_DATA SHOWN_.
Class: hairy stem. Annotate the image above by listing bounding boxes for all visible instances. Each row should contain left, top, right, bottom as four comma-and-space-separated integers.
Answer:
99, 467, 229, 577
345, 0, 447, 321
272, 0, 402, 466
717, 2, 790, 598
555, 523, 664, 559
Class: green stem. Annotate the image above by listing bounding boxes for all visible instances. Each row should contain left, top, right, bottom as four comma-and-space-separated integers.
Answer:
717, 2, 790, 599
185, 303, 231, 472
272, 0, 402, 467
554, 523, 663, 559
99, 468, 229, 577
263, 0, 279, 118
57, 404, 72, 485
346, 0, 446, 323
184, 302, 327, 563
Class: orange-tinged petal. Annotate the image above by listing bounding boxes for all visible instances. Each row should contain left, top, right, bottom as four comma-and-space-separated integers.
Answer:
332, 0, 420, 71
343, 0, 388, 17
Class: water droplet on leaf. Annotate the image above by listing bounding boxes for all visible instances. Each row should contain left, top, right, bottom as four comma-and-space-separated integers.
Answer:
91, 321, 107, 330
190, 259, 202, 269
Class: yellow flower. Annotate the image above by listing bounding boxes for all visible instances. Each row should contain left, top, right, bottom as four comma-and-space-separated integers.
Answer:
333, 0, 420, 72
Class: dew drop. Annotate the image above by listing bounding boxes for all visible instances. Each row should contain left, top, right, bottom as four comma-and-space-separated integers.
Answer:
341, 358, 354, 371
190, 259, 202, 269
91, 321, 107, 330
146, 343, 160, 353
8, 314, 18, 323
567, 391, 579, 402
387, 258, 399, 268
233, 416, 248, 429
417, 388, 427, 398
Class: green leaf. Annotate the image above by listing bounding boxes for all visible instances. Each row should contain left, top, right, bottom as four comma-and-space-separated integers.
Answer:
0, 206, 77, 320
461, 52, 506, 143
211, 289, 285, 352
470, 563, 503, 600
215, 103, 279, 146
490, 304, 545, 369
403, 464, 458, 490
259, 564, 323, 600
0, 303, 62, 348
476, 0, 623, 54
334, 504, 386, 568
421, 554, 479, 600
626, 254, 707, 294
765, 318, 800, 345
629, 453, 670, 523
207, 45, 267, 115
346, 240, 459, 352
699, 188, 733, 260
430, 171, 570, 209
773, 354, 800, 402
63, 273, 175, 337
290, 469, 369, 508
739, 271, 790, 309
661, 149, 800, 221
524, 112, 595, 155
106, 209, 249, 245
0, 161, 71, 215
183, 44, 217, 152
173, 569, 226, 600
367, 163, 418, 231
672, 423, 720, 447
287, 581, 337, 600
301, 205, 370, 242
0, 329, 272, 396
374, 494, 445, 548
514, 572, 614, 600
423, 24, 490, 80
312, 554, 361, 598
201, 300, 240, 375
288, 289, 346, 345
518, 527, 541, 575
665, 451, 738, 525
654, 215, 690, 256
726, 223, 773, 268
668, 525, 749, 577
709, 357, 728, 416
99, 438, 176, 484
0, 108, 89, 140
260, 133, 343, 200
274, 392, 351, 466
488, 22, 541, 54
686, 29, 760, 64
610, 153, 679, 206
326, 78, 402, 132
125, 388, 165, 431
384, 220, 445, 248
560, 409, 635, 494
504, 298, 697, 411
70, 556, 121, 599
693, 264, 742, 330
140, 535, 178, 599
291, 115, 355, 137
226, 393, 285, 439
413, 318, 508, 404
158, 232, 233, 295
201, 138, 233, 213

_WHAT THIS TASK INVOLVES_. When you retype the data above, start at its first line, stop after the line containing "Class: dew drop.", and leave out everything else.

_WRITTEN RESPONSE_.
Class: hairy stem. Annotate the image above by listing bounding boxes for all visible instances. Each row should contain left, top, right, bottom as four comma-and-space-separated integers.
Answer:
99, 467, 229, 577
345, 0, 447, 321
272, 0, 402, 466
717, 2, 790, 598
555, 523, 664, 559
Class: green stem. Annotate the image above by listing bounding boxes for all visible instances. Each row should contain left, top, right, bottom as four comma-and-space-separated integers.
Answer:
717, 2, 790, 599
185, 303, 231, 472
272, 0, 402, 467
554, 523, 663, 559
99, 468, 229, 577
263, 0, 279, 118
57, 404, 72, 485
346, 0, 446, 323
184, 302, 327, 563
Class: orange-tinged petal. Annotate the image above by listing bounding boxes for all visible instances. Each row should contain left, top, right, bottom as four comma-and-space-separated integers.
Answer:
332, 0, 420, 71
343, 0, 388, 17
Class: water droplet on leaf. Annotate the image above by listing bounding boxes for all visible instances. Each row should contain left, top, right, bottom as four comma-and-space-separated integers.
Answer:
91, 321, 107, 330
190, 259, 202, 269
Class: yellow flower. Annotate the image above by listing bounding boxes for all visible instances. Each row should contain left, top, right, bottom as four comma-and-space-separated integers.
Answer:
333, 0, 420, 72
Class: dew drop. Annotate the image above by listing bounding boxes for all visible instances. Each row should contain left, top, right, bottom as four comma-and-space-separated integers.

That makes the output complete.